現行法でも秘密保護規定はちゃんとあるし機能している

 まず、冷静に考えてみて、こんな法律要るの?と。
 形式論的にいうと、こんな法律作らなくたって、現行法に以下の規定があります。
 国家公務員法第百条一項:職員は、職務上知ることのできた秘密を漏らしてはならない。その職を退いた後といえども同様とする。

 これでいいじゃん。109条にはちゃんと罰則規定もある。それは確かに現行法は懲役1年以下で、秘密保護法での懲役10年にすれば10倍重くなりますよ。でも、安定性イノチの公務員さんが、懲役1年だったら情報漏洩をして、懲役10年だったらしないというものでもないでしょう。

 この種の守秘義務規定はいろいろな法律にありますし(弁護士法や医師法など)、個人データーの流出に関しては官民を問わず、また法律の有無を問わず、世間で厳しく指弾されています。これ以上なにがいるのか?というのが根本的疑問。ちなみに、とある法律判例の全文検索というサイトで「守秘義務違反」で検索すると以下のように興味深い事例がど〜っと出てきます。世間ではこんなにもあるという。

 ちなみに、国家公務員法の定める「秘密」とは何かについては、最高裁判例(最高裁第二小法廷決定昭和52年12月19日)は、国家公務員法第100条第1項に規定する「秘密」とは「国家機関が単にある事項につき形式的に秘扱の指定をしただけでは足りず、右「秘密」とは、非公知の事項であって、実質的にもそれを秘密として保護するに価すると認められるものをいう」としており、いわゆる「実質秘」説に立っています。妥当な見解だと思う。

 だからこれでいいじゃん。これ以上何をしたいの?と。

外国人処罰規定がない

 実質論で言えばこの点も指摘すべきでしょう。スパイというのは普通は外国人がやるもので、それに関する規制がないのが「日本はスパイ天国論」の一つの根拠になってたと思うのですが、その肝心な点についてはまるで触れていない。もちろん、外国人であろうとも、日本国領土で所定の要件にひっかかれば日本の法律の適用があるでしょう。だからまるで無罪ということではないんだけど、実際に捕まえたりしたら、外交官特権を振りかざされたり、大使館に逃げ込まれて手も足も出ないってことが多いでしょう。

 本気でスパイ防止を言うなら、そのあたりの手当について論及すべきでしょう。例えば、スパイ容疑の場合に限っては、外交官特権の制限や大使館や軍事基地への警察の立ち入り調査権を認めるとか。もちろん、これは国内法では足りず、当該相手国との条約によって決するべきですが、その条約修正義務を政府や外務省に促すなどの規定は盛り込まれて当然だと思います。でもない。

 さらに、条文でも、外国国籍を有する者が、指定する(秘密のある)場所へのアクセスや聴聞をする場合、当局の認可を必要とするなど制限を掛けるようなことも出来たはずです。一種の外国人差別になるんだけど、本気でスパイ防止ということをいうなら、これに関しては差別規定を設ける可能性はあろうし、少なくとも議論の対象になっても良い。でもない。

☆ ☆ ☆ ☆ ☆

» **課題の指示**
秘密保護法を論じた提示文にある「もちろん、これは国内法では足りず、当該相手国との条約によって決するべきですが、その条約修正義務を政府や外務省に促すなどの規定は盛り込まれて当然だと思います。」という一文を英語に訳してください。 この後に続く行は、提示文とは関係がありません。

» **表示情報**
☆ ☆ ☆ ☆ ☆

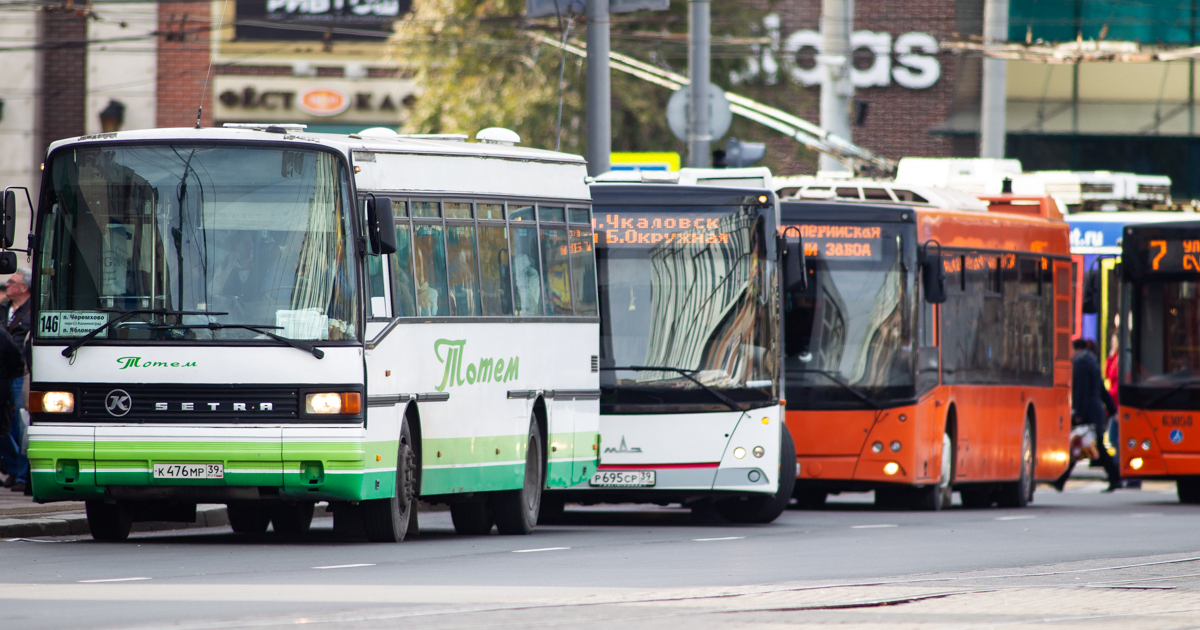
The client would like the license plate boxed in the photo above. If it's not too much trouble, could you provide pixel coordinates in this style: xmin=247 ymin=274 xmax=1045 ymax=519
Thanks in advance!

☆ ☆ ☆ ☆ ☆

» **模範解答**
Of course, domestic law alone is not enough for this, and it should be settled by treaty with the country concerned, but I think it only natural that the law should include provisions such as ones urging the government and the Ministry of Foreign Affairs to meet the obligation to revise those treaties.